**WHAT IS NEEDED**
Once the line with "Query: windshield wiper" is found, return it along with every line after it, exactly, through the end of the material.

**SOURCE RECORDS**
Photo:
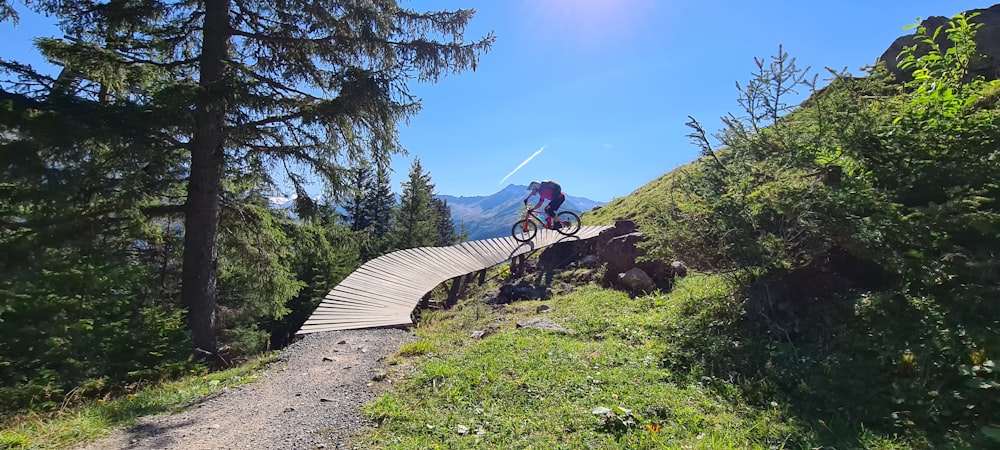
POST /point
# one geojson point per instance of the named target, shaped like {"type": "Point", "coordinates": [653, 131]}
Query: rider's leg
{"type": "Point", "coordinates": [551, 219]}
{"type": "Point", "coordinates": [553, 206]}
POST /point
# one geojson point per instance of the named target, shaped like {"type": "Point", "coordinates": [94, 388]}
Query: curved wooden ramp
{"type": "Point", "coordinates": [384, 291]}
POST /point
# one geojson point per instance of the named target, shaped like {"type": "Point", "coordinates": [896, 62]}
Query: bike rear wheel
{"type": "Point", "coordinates": [570, 222]}
{"type": "Point", "coordinates": [524, 230]}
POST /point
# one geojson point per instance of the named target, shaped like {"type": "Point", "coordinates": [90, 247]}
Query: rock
{"type": "Point", "coordinates": [635, 280]}
{"type": "Point", "coordinates": [679, 268]}
{"type": "Point", "coordinates": [544, 324]}
{"type": "Point", "coordinates": [520, 291]}
{"type": "Point", "coordinates": [479, 334]}
{"type": "Point", "coordinates": [987, 43]}
{"type": "Point", "coordinates": [620, 253]}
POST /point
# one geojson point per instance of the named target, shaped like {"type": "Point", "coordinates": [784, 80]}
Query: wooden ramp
{"type": "Point", "coordinates": [384, 291]}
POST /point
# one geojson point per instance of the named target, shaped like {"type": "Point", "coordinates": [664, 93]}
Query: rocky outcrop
{"type": "Point", "coordinates": [987, 42]}
{"type": "Point", "coordinates": [619, 252]}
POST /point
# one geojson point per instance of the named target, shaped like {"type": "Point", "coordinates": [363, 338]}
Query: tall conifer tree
{"type": "Point", "coordinates": [415, 223]}
{"type": "Point", "coordinates": [260, 82]}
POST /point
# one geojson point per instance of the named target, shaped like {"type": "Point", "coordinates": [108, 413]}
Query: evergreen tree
{"type": "Point", "coordinates": [360, 181]}
{"type": "Point", "coordinates": [445, 227]}
{"type": "Point", "coordinates": [415, 223]}
{"type": "Point", "coordinates": [380, 201]}
{"type": "Point", "coordinates": [258, 82]}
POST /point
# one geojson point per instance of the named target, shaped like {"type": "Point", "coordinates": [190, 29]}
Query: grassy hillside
{"type": "Point", "coordinates": [640, 204]}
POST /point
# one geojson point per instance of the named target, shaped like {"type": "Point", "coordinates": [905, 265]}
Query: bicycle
{"type": "Point", "coordinates": [525, 229]}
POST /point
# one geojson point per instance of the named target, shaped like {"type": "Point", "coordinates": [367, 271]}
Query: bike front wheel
{"type": "Point", "coordinates": [570, 223]}
{"type": "Point", "coordinates": [524, 230]}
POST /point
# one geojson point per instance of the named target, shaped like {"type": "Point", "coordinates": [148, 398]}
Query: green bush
{"type": "Point", "coordinates": [861, 230]}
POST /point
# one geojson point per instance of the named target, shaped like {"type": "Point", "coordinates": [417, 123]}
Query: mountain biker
{"type": "Point", "coordinates": [551, 191]}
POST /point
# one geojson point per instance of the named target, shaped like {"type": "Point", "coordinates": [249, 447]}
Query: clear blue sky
{"type": "Point", "coordinates": [605, 86]}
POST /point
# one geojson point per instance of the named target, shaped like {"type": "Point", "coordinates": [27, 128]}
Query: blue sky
{"type": "Point", "coordinates": [605, 86]}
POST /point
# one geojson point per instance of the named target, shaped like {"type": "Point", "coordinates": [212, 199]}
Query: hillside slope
{"type": "Point", "coordinates": [641, 203]}
{"type": "Point", "coordinates": [492, 215]}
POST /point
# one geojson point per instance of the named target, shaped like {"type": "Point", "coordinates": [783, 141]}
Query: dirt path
{"type": "Point", "coordinates": [307, 399]}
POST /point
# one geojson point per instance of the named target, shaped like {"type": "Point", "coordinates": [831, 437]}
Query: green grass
{"type": "Point", "coordinates": [640, 204]}
{"type": "Point", "coordinates": [603, 387]}
{"type": "Point", "coordinates": [91, 421]}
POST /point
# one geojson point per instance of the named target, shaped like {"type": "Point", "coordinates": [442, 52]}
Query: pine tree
{"type": "Point", "coordinates": [445, 227]}
{"type": "Point", "coordinates": [415, 223]}
{"type": "Point", "coordinates": [304, 82]}
{"type": "Point", "coordinates": [381, 201]}
{"type": "Point", "coordinates": [360, 180]}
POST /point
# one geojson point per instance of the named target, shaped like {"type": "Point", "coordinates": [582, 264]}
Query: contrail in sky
{"type": "Point", "coordinates": [521, 165]}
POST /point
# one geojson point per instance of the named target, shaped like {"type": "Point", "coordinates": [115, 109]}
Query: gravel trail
{"type": "Point", "coordinates": [307, 399]}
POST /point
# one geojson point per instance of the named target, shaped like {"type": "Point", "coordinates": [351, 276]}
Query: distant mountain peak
{"type": "Point", "coordinates": [489, 216]}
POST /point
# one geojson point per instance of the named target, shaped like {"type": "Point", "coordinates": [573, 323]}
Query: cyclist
{"type": "Point", "coordinates": [551, 191]}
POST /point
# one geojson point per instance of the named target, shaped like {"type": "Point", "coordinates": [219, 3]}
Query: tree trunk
{"type": "Point", "coordinates": [201, 228]}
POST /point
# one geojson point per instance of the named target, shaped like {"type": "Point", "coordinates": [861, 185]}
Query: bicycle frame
{"type": "Point", "coordinates": [542, 218]}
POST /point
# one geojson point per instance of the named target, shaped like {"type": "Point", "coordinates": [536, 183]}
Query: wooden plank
{"type": "Point", "coordinates": [385, 290]}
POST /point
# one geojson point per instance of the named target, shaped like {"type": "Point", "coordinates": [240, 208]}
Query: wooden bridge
{"type": "Point", "coordinates": [384, 291]}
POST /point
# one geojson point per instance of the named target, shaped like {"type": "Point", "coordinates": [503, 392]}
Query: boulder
{"type": "Point", "coordinates": [636, 281]}
{"type": "Point", "coordinates": [544, 324]}
{"type": "Point", "coordinates": [620, 253]}
{"type": "Point", "coordinates": [987, 43]}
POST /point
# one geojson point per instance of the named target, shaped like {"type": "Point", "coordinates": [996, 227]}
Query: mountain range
{"type": "Point", "coordinates": [493, 215]}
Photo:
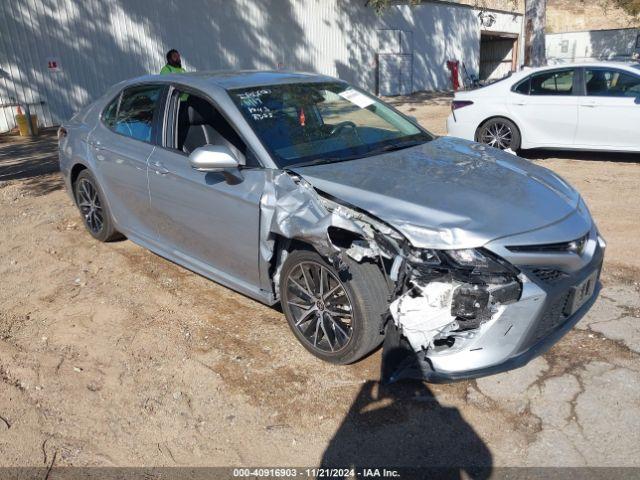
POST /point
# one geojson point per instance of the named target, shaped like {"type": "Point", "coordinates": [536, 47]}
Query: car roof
{"type": "Point", "coordinates": [624, 65]}
{"type": "Point", "coordinates": [237, 79]}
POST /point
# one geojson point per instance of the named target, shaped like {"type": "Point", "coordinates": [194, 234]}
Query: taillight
{"type": "Point", "coordinates": [457, 104]}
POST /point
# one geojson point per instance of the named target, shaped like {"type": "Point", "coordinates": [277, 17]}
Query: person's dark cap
{"type": "Point", "coordinates": [171, 52]}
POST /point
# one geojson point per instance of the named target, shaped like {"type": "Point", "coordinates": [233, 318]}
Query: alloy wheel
{"type": "Point", "coordinates": [89, 204]}
{"type": "Point", "coordinates": [497, 135]}
{"type": "Point", "coordinates": [320, 307]}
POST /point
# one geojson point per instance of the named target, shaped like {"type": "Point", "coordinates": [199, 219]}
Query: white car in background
{"type": "Point", "coordinates": [589, 106]}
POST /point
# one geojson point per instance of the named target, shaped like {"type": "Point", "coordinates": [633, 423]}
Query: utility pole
{"type": "Point", "coordinates": [535, 19]}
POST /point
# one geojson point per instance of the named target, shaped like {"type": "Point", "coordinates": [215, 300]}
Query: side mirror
{"type": "Point", "coordinates": [213, 158]}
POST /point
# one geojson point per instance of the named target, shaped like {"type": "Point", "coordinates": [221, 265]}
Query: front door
{"type": "Point", "coordinates": [121, 144]}
{"type": "Point", "coordinates": [209, 219]}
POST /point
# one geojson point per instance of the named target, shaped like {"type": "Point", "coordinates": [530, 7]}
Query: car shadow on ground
{"type": "Point", "coordinates": [402, 425]}
{"type": "Point", "coordinates": [33, 161]}
{"type": "Point", "coordinates": [580, 155]}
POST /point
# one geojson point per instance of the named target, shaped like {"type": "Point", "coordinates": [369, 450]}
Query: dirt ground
{"type": "Point", "coordinates": [113, 356]}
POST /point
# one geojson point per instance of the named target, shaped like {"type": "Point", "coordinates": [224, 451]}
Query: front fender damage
{"type": "Point", "coordinates": [432, 305]}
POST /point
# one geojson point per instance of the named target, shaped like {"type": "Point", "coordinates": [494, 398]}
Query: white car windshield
{"type": "Point", "coordinates": [306, 123]}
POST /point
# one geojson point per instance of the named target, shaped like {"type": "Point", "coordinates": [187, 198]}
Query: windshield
{"type": "Point", "coordinates": [307, 123]}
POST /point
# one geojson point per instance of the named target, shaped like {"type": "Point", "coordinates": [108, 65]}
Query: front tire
{"type": "Point", "coordinates": [336, 315]}
{"type": "Point", "coordinates": [94, 210]}
{"type": "Point", "coordinates": [499, 133]}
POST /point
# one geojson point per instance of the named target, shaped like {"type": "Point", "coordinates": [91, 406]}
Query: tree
{"type": "Point", "coordinates": [535, 20]}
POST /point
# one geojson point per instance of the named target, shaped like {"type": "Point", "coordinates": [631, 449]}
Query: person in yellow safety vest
{"type": "Point", "coordinates": [174, 64]}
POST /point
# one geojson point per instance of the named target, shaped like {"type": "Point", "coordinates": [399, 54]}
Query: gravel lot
{"type": "Point", "coordinates": [111, 355]}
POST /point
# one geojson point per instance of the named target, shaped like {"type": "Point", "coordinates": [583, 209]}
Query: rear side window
{"type": "Point", "coordinates": [611, 83]}
{"type": "Point", "coordinates": [552, 83]}
{"type": "Point", "coordinates": [109, 113]}
{"type": "Point", "coordinates": [135, 115]}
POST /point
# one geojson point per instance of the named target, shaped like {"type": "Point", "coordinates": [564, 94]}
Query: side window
{"type": "Point", "coordinates": [135, 115]}
{"type": "Point", "coordinates": [109, 113]}
{"type": "Point", "coordinates": [199, 123]}
{"type": "Point", "coordinates": [553, 83]}
{"type": "Point", "coordinates": [611, 83]}
{"type": "Point", "coordinates": [523, 87]}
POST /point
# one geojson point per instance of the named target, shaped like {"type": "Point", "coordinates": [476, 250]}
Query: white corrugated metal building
{"type": "Point", "coordinates": [67, 52]}
{"type": "Point", "coordinates": [593, 45]}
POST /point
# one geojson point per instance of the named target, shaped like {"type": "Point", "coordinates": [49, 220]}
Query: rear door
{"type": "Point", "coordinates": [210, 220]}
{"type": "Point", "coordinates": [121, 144]}
{"type": "Point", "coordinates": [546, 108]}
{"type": "Point", "coordinates": [609, 110]}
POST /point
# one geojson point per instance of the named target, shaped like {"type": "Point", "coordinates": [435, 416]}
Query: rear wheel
{"type": "Point", "coordinates": [499, 133]}
{"type": "Point", "coordinates": [95, 213]}
{"type": "Point", "coordinates": [335, 315]}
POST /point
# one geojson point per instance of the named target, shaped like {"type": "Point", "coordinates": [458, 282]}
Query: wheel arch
{"type": "Point", "coordinates": [336, 236]}
{"type": "Point", "coordinates": [494, 117]}
{"type": "Point", "coordinates": [75, 172]}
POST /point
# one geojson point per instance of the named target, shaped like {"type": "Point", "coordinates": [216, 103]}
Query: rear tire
{"type": "Point", "coordinates": [355, 307]}
{"type": "Point", "coordinates": [93, 208]}
{"type": "Point", "coordinates": [500, 133]}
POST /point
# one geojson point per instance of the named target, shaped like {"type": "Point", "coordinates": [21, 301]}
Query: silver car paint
{"type": "Point", "coordinates": [444, 194]}
{"type": "Point", "coordinates": [450, 193]}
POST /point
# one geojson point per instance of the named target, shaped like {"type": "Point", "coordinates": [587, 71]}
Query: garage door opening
{"type": "Point", "coordinates": [498, 55]}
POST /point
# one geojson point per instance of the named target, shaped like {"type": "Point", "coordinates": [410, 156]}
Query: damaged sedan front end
{"type": "Point", "coordinates": [486, 258]}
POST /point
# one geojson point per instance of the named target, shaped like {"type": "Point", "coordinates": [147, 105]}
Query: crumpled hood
{"type": "Point", "coordinates": [449, 193]}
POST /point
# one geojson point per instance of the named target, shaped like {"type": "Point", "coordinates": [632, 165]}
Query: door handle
{"type": "Point", "coordinates": [159, 168]}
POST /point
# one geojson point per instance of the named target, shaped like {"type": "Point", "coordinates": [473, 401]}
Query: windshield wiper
{"type": "Point", "coordinates": [392, 147]}
{"type": "Point", "coordinates": [323, 160]}
{"type": "Point", "coordinates": [376, 151]}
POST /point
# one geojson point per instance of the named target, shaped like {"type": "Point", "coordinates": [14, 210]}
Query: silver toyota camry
{"type": "Point", "coordinates": [303, 190]}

**ANSWER TO THIS PROBLEM**
Query: windshield wiper
{"type": "Point", "coordinates": [392, 147]}
{"type": "Point", "coordinates": [323, 160]}
{"type": "Point", "coordinates": [376, 151]}
POST /point
# one geojson point per instance of the named target, shaped like {"type": "Point", "coordinates": [14, 210]}
Query: silver toyota camry
{"type": "Point", "coordinates": [303, 190]}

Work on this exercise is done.